*ФРАГМЕНТ ТЕКСТА:*

--

В 1950 году Анатолий Соболев демобилизовался, закончил металлургический институт, работал на заводах Урала и Сибири, потом вернулся в институт, стал преподавателем, решил заняться наукой.
Но на этом «просто жизнь» закончилась. Вместо каменистых троп науки начались не менее каменистые тропы литературы.
В 1963 году на Всесоюзном конкурсе на лучшую книгу для детей Соболев был удостоен второй премии за повесть «Грозовая степь». На следующий год его приняли в члены Союза писателей СССР. Ну а дальше пошла жизнь от книги к книге, пошло и пошло дело, которое, однажды начавши, невозможно закончить. Нелегкое, полное сомнений и новых надежд дело всей оставшейся жизни.

--

*ОПИСАНИЕ ЗАДАНИЯ:* За какую повесть, согласно фрагменту текста, Соболев получил вторую премию на Всесоюзном конкурсе 1963 года?

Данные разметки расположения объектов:
--

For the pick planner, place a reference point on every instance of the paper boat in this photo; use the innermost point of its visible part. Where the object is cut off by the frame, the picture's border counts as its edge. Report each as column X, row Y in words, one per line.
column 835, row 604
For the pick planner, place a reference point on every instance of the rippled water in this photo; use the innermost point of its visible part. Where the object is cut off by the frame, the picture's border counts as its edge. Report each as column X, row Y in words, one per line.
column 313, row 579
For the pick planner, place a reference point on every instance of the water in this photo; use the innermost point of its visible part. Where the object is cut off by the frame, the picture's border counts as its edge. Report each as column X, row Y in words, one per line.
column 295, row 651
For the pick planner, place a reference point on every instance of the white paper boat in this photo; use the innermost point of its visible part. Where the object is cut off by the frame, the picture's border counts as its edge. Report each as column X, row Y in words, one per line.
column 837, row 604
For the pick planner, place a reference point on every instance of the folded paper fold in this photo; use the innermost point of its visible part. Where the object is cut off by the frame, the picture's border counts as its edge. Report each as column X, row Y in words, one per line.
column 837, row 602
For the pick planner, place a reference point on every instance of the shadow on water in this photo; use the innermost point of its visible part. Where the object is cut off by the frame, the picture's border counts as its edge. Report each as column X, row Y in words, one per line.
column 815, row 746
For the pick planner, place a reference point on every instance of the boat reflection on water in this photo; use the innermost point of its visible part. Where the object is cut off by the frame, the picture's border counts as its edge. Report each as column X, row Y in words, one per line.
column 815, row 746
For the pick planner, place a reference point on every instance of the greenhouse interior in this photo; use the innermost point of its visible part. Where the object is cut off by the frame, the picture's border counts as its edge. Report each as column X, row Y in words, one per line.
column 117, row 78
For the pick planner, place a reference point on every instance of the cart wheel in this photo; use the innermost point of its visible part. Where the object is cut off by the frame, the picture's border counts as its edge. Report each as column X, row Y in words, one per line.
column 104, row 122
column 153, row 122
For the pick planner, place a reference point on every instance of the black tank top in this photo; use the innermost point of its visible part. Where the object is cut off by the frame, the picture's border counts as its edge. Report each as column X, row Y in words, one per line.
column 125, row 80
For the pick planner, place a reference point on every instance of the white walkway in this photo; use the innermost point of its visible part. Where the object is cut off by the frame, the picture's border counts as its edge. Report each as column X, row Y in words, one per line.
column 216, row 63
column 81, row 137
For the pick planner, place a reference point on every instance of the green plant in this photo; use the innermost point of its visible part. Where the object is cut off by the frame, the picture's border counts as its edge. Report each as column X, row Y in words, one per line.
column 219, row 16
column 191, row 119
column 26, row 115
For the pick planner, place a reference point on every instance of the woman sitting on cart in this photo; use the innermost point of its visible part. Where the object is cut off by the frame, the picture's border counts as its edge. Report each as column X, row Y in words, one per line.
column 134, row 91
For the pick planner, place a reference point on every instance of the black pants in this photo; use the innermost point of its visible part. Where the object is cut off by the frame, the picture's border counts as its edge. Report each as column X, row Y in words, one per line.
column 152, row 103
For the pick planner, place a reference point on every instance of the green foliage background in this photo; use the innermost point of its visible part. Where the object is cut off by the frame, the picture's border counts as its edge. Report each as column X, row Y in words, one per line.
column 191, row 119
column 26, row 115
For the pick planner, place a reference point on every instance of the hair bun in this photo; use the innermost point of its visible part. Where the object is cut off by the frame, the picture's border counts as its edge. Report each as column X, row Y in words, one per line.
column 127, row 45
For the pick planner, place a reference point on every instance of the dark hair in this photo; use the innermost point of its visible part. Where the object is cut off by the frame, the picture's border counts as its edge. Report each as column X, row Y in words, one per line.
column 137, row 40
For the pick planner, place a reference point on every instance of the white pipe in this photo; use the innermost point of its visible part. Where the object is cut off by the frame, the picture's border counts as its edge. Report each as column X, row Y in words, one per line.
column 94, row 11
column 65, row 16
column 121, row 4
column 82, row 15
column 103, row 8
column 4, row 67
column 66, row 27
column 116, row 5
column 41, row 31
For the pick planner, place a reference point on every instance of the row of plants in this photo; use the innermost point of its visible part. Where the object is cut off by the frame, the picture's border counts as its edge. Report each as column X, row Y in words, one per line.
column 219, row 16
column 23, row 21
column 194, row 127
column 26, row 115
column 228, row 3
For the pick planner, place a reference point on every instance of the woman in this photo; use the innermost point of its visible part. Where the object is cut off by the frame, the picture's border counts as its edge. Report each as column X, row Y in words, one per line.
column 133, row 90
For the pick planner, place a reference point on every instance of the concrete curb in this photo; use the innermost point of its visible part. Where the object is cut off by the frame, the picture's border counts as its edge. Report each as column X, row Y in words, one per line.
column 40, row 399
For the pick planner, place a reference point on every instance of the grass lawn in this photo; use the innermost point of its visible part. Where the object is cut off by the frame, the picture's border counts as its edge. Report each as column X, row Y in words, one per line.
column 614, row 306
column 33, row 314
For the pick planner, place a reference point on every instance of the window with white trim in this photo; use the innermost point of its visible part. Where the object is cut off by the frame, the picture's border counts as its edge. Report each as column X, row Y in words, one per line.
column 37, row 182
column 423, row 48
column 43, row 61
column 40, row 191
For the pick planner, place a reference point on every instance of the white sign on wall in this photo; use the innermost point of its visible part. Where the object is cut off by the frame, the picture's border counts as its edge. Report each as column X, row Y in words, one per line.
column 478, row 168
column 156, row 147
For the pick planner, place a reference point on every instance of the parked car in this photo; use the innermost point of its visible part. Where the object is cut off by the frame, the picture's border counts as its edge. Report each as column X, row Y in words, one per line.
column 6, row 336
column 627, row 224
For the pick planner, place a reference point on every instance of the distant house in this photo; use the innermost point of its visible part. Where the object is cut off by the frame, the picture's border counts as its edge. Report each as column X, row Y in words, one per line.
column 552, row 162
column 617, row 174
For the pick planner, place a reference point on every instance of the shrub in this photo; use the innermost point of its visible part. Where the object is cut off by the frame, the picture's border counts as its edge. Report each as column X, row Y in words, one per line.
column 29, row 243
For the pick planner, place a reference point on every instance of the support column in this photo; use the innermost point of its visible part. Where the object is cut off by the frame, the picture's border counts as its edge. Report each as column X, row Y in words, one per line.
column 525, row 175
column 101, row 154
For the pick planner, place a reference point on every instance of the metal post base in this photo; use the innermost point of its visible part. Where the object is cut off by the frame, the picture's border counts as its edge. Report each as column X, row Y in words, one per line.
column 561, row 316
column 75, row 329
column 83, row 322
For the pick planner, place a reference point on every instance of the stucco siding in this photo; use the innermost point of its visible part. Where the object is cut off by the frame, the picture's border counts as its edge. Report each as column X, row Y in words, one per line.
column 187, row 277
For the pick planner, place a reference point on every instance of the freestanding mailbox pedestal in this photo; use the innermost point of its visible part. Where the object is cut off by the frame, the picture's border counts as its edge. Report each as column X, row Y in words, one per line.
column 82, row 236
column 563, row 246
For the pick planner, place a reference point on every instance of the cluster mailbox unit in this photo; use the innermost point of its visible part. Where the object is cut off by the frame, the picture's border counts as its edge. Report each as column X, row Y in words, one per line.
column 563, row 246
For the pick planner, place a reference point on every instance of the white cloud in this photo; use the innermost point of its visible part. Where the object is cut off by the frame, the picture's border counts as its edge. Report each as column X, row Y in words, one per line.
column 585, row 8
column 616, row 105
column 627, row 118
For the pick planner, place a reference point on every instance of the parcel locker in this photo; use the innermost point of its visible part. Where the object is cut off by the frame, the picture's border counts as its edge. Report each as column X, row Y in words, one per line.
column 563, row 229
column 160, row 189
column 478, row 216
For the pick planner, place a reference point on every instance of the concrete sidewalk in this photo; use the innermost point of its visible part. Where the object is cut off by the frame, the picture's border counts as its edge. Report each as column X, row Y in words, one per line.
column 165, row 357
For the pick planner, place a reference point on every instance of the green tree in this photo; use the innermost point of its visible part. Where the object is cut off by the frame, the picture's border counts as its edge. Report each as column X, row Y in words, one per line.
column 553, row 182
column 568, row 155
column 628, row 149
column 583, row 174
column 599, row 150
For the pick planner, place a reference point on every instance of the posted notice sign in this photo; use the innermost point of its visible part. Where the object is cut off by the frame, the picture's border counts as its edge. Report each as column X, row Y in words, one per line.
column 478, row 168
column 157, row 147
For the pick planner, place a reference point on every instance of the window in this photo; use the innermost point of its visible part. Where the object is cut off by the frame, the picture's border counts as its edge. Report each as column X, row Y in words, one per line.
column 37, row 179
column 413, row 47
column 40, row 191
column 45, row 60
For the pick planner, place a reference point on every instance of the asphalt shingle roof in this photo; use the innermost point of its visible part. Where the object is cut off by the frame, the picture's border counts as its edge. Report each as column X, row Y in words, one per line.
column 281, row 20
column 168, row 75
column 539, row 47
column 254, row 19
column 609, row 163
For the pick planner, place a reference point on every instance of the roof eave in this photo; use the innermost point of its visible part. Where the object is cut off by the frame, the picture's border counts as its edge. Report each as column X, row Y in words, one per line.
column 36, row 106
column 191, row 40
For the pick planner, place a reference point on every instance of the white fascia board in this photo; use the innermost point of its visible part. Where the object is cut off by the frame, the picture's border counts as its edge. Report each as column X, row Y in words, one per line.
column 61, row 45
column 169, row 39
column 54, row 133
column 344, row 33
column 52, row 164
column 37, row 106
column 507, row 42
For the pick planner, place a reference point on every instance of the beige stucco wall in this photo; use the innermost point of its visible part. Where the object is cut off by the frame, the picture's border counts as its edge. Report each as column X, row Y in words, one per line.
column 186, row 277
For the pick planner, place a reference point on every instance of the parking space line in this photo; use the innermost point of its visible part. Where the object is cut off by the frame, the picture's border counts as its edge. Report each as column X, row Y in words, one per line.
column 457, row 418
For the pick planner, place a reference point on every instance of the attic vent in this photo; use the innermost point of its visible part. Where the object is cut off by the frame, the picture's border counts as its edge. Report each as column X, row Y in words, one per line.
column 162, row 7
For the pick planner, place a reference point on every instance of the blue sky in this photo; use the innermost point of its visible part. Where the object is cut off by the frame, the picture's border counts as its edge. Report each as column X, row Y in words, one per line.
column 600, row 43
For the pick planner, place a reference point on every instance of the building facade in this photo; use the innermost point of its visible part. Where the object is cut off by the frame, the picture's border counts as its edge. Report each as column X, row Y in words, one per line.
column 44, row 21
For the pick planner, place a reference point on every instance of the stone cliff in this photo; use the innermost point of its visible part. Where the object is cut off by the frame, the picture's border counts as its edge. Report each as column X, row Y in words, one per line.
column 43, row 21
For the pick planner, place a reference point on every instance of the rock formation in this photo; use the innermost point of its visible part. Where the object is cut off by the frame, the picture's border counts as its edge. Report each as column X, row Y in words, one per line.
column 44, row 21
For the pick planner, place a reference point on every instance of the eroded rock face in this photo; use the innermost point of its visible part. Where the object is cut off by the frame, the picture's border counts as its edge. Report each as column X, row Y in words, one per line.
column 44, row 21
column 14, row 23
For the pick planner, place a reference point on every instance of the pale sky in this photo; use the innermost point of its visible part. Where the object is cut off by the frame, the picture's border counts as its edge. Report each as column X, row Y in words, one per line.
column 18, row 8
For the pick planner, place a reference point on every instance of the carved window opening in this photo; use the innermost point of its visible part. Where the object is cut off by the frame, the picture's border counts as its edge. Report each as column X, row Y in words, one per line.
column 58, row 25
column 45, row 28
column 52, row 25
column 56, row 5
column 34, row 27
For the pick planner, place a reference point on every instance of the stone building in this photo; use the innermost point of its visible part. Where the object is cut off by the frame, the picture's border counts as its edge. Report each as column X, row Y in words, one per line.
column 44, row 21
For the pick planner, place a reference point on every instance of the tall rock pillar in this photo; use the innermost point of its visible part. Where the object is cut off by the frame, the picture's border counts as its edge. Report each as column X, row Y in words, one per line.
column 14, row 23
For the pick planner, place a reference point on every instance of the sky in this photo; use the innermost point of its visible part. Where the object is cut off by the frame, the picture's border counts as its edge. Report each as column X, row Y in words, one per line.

--

*ПРАВИЛЬНЫЙ ОТВЕТ:* За повесть «Грозовая степь».